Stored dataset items
----

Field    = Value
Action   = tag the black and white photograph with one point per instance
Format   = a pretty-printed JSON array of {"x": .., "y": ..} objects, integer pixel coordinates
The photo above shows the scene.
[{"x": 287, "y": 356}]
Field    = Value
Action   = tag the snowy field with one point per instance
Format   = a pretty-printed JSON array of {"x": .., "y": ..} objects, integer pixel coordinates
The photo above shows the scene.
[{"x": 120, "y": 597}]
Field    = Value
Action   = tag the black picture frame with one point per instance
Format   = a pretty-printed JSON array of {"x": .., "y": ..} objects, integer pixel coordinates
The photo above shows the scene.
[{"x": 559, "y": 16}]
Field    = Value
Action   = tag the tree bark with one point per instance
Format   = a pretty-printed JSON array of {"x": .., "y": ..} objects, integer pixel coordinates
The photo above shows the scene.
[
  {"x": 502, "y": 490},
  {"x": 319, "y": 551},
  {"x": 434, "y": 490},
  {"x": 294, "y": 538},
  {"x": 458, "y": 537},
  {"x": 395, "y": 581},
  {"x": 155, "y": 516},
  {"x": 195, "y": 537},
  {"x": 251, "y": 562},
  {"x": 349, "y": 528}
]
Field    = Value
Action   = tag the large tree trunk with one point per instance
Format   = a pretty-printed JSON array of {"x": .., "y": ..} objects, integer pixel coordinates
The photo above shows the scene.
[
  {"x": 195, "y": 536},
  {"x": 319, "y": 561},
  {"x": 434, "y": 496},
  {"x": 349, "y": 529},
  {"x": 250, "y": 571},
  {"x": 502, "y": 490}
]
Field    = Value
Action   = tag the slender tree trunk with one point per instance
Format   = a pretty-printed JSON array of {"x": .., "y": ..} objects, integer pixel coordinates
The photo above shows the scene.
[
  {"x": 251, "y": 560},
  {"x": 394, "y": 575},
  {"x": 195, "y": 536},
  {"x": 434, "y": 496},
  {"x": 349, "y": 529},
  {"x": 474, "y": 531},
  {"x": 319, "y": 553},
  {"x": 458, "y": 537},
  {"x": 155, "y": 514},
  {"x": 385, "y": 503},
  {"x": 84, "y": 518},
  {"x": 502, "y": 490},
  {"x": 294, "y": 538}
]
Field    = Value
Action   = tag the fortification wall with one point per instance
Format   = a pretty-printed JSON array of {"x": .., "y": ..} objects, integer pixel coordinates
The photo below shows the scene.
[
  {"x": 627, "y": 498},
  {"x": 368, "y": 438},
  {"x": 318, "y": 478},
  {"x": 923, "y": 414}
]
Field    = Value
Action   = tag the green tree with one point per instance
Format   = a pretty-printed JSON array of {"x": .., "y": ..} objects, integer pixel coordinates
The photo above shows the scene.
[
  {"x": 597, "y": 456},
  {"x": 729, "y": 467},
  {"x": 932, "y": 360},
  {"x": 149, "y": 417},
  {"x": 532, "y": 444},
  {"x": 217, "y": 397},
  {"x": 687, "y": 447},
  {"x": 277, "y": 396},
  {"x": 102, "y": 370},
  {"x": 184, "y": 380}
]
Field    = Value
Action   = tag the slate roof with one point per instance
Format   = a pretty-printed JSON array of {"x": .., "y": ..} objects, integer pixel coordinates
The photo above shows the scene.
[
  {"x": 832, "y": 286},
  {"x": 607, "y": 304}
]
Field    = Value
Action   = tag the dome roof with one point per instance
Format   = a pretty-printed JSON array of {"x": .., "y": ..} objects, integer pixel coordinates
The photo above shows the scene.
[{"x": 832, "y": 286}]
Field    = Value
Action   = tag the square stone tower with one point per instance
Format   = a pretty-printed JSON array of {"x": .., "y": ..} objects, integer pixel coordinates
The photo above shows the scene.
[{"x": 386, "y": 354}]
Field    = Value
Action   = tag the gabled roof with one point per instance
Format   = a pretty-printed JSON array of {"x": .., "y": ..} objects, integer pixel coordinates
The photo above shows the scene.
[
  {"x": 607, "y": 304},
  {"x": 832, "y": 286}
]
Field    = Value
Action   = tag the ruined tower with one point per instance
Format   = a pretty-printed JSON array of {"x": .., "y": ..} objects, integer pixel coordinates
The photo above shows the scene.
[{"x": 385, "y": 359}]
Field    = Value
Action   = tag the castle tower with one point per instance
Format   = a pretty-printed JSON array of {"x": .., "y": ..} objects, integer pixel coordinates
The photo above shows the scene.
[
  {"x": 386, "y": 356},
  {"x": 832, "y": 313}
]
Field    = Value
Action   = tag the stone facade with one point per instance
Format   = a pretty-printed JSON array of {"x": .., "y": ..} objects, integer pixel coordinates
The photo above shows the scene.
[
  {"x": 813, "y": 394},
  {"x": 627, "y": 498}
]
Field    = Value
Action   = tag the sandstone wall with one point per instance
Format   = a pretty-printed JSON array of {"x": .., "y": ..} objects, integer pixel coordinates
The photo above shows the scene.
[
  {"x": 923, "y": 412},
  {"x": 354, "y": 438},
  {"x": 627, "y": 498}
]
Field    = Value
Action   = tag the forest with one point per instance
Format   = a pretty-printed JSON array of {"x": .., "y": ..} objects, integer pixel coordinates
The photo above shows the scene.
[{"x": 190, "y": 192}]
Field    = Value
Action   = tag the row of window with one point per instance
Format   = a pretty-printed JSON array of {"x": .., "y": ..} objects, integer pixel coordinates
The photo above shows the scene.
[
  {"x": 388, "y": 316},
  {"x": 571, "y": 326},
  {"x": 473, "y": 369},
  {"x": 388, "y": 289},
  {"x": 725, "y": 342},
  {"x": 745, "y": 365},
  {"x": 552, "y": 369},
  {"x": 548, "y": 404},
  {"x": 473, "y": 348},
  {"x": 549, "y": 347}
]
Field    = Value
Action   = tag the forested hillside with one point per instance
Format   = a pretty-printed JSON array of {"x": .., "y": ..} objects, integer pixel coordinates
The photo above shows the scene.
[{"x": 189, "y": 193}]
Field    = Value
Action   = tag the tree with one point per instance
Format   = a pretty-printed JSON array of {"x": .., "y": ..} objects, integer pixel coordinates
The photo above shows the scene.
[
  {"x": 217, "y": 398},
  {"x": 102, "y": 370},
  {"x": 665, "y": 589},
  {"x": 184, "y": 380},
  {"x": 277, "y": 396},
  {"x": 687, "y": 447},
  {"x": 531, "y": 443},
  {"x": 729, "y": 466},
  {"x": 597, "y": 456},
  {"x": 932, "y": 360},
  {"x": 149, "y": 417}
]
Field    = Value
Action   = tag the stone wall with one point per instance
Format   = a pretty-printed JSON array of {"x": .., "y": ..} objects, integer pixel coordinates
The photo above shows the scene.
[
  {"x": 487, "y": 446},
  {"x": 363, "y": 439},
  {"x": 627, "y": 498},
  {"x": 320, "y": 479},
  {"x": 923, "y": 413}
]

----

**EXERCISE DETAILS**:
All of the data above should be transcribed exactly.

**TASK OUTPUT**:
Field    = Value
Action   = tag the black and white photograph with one point per instance
Format   = a pretty-printed JSON array of {"x": .., "y": ..} objects, integer pixel coordinates
The photo above shows the scene.
[{"x": 287, "y": 356}]
Field    = Value
Action   = tag the snowy field with one point per instance
Format   = a pretty-printed JSON array of {"x": .., "y": ..} objects, integer pixel coordinates
The photo above shows the scene.
[{"x": 120, "y": 597}]
Field    = Value
Action   = tag the black picture frame with one point per instance
Format   = a pretty-printed JSON array of {"x": .., "y": ..} objects, integer pixel coordinates
The photo above shows the scene.
[{"x": 559, "y": 16}]
Field    = Value
Action   = tag the tree bark with one point per instance
Format   = a pretty-printed JSON array of {"x": .., "y": ..} objects, integer pixel coordinates
The photo above shows the scene.
[
  {"x": 502, "y": 490},
  {"x": 319, "y": 551},
  {"x": 434, "y": 490},
  {"x": 294, "y": 538},
  {"x": 458, "y": 537},
  {"x": 395, "y": 581},
  {"x": 155, "y": 516},
  {"x": 195, "y": 537},
  {"x": 251, "y": 562},
  {"x": 349, "y": 528}
]
Field    = Value
Action   = tag the large tree trunk with one point per instance
Format   = a pretty-printed JSON array of {"x": .., "y": ..} objects, integer pixel coordinates
The photo above shows the scene.
[
  {"x": 195, "y": 536},
  {"x": 319, "y": 561},
  {"x": 434, "y": 496},
  {"x": 349, "y": 529},
  {"x": 250, "y": 571},
  {"x": 502, "y": 490}
]
Field    = Value
Action   = tag the slender tree trunk with one point per instance
Format   = a pretty-printed JSON array of {"x": .., "y": ..} objects, integer pixel coordinates
The photo above shows the scene.
[
  {"x": 251, "y": 560},
  {"x": 394, "y": 575},
  {"x": 195, "y": 536},
  {"x": 434, "y": 496},
  {"x": 349, "y": 529},
  {"x": 474, "y": 531},
  {"x": 319, "y": 553},
  {"x": 458, "y": 537},
  {"x": 155, "y": 514},
  {"x": 385, "y": 503},
  {"x": 84, "y": 518},
  {"x": 502, "y": 490},
  {"x": 294, "y": 538}
]
Field    = Value
Action   = tag the fortification wall with one point per instance
Format   = a pretty-printed JSON array of {"x": .., "y": ..} objects, integer pixel coordinates
The photo below shows the scene.
[
  {"x": 627, "y": 498},
  {"x": 368, "y": 438},
  {"x": 318, "y": 478},
  {"x": 923, "y": 414}
]
Field    = Value
Action   = tag the green tree with one point per instance
Format   = a pretty-printed JSON array of {"x": .., "y": ..} objects, integer pixel coordinates
The photo above shows the scene.
[
  {"x": 597, "y": 456},
  {"x": 729, "y": 467},
  {"x": 932, "y": 360},
  {"x": 149, "y": 417},
  {"x": 532, "y": 444},
  {"x": 217, "y": 397},
  {"x": 687, "y": 447},
  {"x": 277, "y": 396},
  {"x": 102, "y": 370},
  {"x": 184, "y": 380}
]
Field    = Value
Action   = tag the slate roof with one point per instance
Format   = a pretty-printed JSON array of {"x": .., "y": ..} objects, integer pixel coordinates
The photo above shows the scene.
[
  {"x": 832, "y": 286},
  {"x": 607, "y": 304}
]
Field    = Value
Action   = tag the dome roof with one point per instance
Format   = a pretty-printed JSON array of {"x": .., "y": ..} objects, integer pixel coordinates
The photo above shows the scene.
[{"x": 832, "y": 286}]
Field    = Value
Action   = tag the square stone tower with one point per instance
Format   = a pretty-printed JSON array of {"x": .., "y": ..} objects, integer pixel coordinates
The photo above shows the scene.
[{"x": 386, "y": 354}]
Field    = Value
Action   = tag the gabled roof with one point per instance
Format   = a pretty-printed JSON array of {"x": .., "y": ..} objects, integer pixel coordinates
The photo above shows the scene.
[
  {"x": 607, "y": 304},
  {"x": 832, "y": 286}
]
Field    = Value
Action   = tag the ruined tower with one point per instance
Format   = a pretty-printed JSON array of {"x": .., "y": ..} objects, integer pixel coordinates
The photo above shows the scene.
[{"x": 385, "y": 359}]
Field    = Value
Action   = tag the castle tower with one point per instance
Format   = a pretty-printed JSON array of {"x": .., "y": ..} objects, integer pixel coordinates
The photo above shows the scene.
[
  {"x": 386, "y": 356},
  {"x": 832, "y": 313}
]
Field    = Value
Action   = tag the stone facade with one point per instance
Format   = a pretty-printed JSON array of {"x": .., "y": ..} objects, integer pixel coordinates
The photo above shows the scene.
[
  {"x": 813, "y": 394},
  {"x": 627, "y": 498}
]
Field    = Value
Action   = tag the sandstone wall with one point per instance
Format   = a pretty-printed JSON array of {"x": .., "y": ..} objects, integer pixel coordinates
The photo above shows the scene.
[
  {"x": 923, "y": 412},
  {"x": 354, "y": 438},
  {"x": 627, "y": 498}
]
Field    = Value
Action   = tag the forest with one point per instance
Format   = a pretty-printed JSON array of {"x": .., "y": ..} objects, integer pixel coordinates
The photo above shows the scene.
[{"x": 190, "y": 192}]
Field    = Value
Action   = tag the row of window with one point per instance
Format   = a pretty-printed JSON array of {"x": .., "y": ..} objects, integer pixel coordinates
The photo above shows the scene.
[
  {"x": 388, "y": 316},
  {"x": 571, "y": 326},
  {"x": 473, "y": 369},
  {"x": 388, "y": 289},
  {"x": 725, "y": 342},
  {"x": 745, "y": 365},
  {"x": 552, "y": 369},
  {"x": 548, "y": 404},
  {"x": 473, "y": 348},
  {"x": 549, "y": 347}
]
Field    = Value
Action   = tag the forested hillside with one point per instance
Format   = a pretty-printed JSON array of {"x": .., "y": ..} objects, integer pixel coordinates
The photo above shows the scene.
[{"x": 189, "y": 193}]
Field    = Value
Action   = tag the tree with one point per instance
Format   = a pretty-printed JSON array of {"x": .., "y": ..} objects, integer pixel coordinates
The photo above shows the scene.
[
  {"x": 217, "y": 398},
  {"x": 102, "y": 370},
  {"x": 665, "y": 589},
  {"x": 184, "y": 380},
  {"x": 277, "y": 396},
  {"x": 687, "y": 447},
  {"x": 531, "y": 443},
  {"x": 729, "y": 466},
  {"x": 597, "y": 456},
  {"x": 932, "y": 360},
  {"x": 149, "y": 417}
]
Field    = Value
Action   = tag the stone wall with one point per instance
Format   = a pretty-printed JSON array of {"x": .., "y": ..} objects, integer pixel coordinates
The photo above shows the scene.
[
  {"x": 487, "y": 446},
  {"x": 363, "y": 439},
  {"x": 627, "y": 498},
  {"x": 320, "y": 479},
  {"x": 923, "y": 413}
]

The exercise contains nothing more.